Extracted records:
==============================

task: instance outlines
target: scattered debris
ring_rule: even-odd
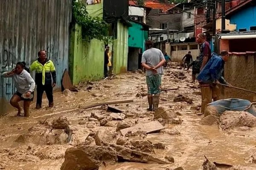
[[[52,123],[55,129],[65,129],[68,127],[69,122],[66,117],[60,116],[57,119],[54,119]]]
[[[109,105],[108,105],[108,111],[113,112],[113,113],[123,113],[123,111],[121,110],[121,109],[112,106],[110,106]]]
[[[256,127],[256,117],[249,112],[226,111],[220,117],[219,126],[222,130],[235,127]]]
[[[178,96],[176,96],[173,101],[175,102],[186,102],[189,104],[193,103],[192,99],[183,96],[182,94],[179,94]]]
[[[164,129],[161,130],[160,132],[162,133],[167,133],[171,135],[178,135],[180,134],[180,132],[177,129]]]
[[[202,170],[218,170],[214,164],[210,161],[206,156],[204,157],[206,160],[203,164]]]
[[[65,96],[68,97],[71,96],[73,94],[71,91],[70,91],[70,89],[66,88],[63,91],[62,91],[62,94],[64,94]]]
[[[174,76],[177,79],[181,80],[186,79],[187,78],[187,76],[186,76],[185,74],[184,74],[182,72],[176,73],[174,74]]]
[[[98,169],[102,162],[117,162],[116,153],[112,147],[105,146],[79,145],[68,148],[61,170]]]
[[[130,128],[131,126],[131,123],[128,122],[119,122],[117,124],[117,126],[116,126],[116,131],[117,132],[121,129]]]
[[[122,129],[120,131],[123,136],[125,136],[129,131],[132,133],[134,133],[138,130],[141,130],[146,132],[146,133],[149,133],[157,132],[164,129],[164,127],[158,121],[157,121],[144,124],[137,124],[134,126]]]

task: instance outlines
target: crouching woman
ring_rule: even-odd
[[[3,73],[4,77],[12,77],[17,90],[10,100],[11,105],[18,109],[17,116],[20,116],[21,108],[19,102],[23,101],[24,116],[29,117],[29,106],[34,98],[35,83],[30,74],[27,71],[25,62],[18,62],[15,68]]]

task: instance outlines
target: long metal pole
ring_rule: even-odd
[[[216,0],[215,0],[213,3],[213,12],[212,16],[212,35],[215,36],[216,34]]]
[[[167,42],[169,42],[169,21],[167,21]]]
[[[221,0],[221,31],[223,31],[226,29],[226,22],[225,20],[226,19],[226,4],[225,3],[225,0]]]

==============================

Return each line of the listing that contains the string "target".

Exercise output:
target: scattered debris
target: crouching woman
target: long metal pole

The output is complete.